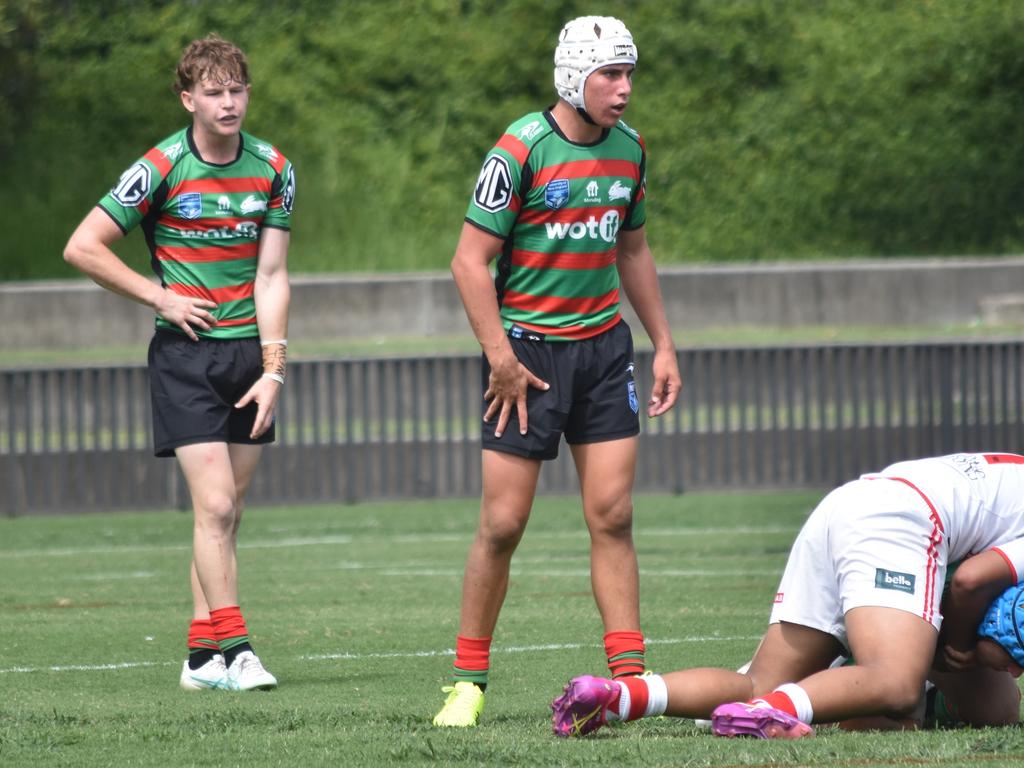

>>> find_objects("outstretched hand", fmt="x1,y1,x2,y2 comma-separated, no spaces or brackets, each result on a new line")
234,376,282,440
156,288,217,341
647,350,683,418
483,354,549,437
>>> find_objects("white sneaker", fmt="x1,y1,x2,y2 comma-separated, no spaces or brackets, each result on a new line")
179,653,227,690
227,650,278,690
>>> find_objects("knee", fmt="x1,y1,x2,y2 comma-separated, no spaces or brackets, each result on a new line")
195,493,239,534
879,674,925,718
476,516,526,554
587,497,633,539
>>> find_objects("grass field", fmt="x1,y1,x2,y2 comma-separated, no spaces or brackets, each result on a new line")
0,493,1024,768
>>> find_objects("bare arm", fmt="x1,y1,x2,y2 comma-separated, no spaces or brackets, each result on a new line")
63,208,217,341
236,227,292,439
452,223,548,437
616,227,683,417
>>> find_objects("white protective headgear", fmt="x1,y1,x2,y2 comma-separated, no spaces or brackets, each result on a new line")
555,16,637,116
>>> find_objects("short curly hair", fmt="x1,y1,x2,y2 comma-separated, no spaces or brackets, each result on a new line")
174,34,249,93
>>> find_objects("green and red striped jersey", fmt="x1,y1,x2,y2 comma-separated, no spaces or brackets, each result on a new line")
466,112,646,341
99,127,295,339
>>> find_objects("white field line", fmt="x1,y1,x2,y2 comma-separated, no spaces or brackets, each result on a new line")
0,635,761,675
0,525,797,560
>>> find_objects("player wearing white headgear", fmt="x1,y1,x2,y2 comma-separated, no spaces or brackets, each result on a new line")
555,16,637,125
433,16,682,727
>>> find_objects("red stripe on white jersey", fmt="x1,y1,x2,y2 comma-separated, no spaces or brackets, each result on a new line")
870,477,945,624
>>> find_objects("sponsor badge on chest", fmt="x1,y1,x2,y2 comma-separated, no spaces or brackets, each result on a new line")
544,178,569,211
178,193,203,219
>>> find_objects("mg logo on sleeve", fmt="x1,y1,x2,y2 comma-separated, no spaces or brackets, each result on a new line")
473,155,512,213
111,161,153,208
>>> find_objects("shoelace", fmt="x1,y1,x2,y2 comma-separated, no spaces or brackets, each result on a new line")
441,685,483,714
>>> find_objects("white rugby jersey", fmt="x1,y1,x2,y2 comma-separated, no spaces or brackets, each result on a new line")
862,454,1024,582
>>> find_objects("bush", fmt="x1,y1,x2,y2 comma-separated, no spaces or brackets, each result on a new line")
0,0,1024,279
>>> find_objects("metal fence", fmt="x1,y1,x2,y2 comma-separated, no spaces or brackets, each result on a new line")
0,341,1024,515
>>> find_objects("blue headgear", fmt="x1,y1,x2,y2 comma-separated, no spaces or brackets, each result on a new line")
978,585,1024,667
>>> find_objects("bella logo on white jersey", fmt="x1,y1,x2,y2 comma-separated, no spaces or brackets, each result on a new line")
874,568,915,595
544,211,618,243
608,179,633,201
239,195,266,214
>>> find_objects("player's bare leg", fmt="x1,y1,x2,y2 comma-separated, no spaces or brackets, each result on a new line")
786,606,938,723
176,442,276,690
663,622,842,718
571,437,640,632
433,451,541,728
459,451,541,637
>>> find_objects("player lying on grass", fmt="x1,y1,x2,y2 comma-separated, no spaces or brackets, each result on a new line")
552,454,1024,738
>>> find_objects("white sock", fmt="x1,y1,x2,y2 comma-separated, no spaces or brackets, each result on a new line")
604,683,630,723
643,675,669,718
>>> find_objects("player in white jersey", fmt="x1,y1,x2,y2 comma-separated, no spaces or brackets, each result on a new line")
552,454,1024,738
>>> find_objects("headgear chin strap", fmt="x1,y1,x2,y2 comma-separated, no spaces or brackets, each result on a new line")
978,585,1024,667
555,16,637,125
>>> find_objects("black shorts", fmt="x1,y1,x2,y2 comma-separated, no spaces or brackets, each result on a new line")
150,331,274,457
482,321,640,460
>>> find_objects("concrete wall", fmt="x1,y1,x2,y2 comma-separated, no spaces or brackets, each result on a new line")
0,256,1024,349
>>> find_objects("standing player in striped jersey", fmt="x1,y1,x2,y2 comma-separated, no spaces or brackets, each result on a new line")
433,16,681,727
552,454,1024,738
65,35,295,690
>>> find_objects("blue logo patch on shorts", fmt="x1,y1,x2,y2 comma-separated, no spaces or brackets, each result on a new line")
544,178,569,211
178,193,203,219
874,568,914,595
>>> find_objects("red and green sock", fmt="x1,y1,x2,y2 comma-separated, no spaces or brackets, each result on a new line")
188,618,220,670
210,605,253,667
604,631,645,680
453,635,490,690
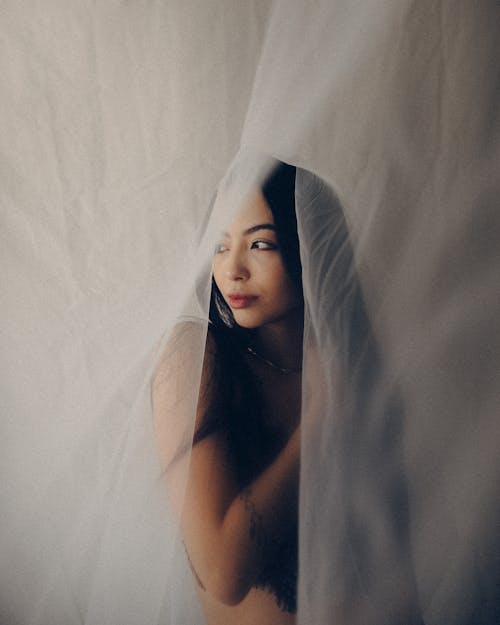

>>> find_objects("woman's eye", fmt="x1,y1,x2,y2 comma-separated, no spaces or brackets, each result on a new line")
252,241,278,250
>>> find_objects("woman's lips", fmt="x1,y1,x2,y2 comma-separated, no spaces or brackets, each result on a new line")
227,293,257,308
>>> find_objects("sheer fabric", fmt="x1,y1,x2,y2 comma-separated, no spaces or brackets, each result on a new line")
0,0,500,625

______________________________

__Problema planteado__. ¿Qué líneas de los registros contienen la palabra "player"? Muéstralas todas, teniendo en cuenta las mayúsculas y minúsculas.

__Resultado obtenido__.
>>> find_objects("player wearing white headgear", fmt="x1,y1,x2,y2 comma-separated, no spaces or brackets, each result on a new line")
>>> find_objects("player's bare leg", fmt="x1,y1,x2,y2 comma-separated, no spaces or brackets, each result on a new line")
>>> find_objects("player lying on grass", fmt="x1,y1,x2,y2 comma-separated, no spaces or brackets, each result on a new line")
>>> find_objects("player in white jersey", fmt="x1,y1,x2,y2 comma-separated, no spaces or brackets, each result on a new line")
>>> find_objects("standing player in striped jersey", fmt="x1,y1,x2,y2 comma-separated, no spaces or brackets, each result on a new line")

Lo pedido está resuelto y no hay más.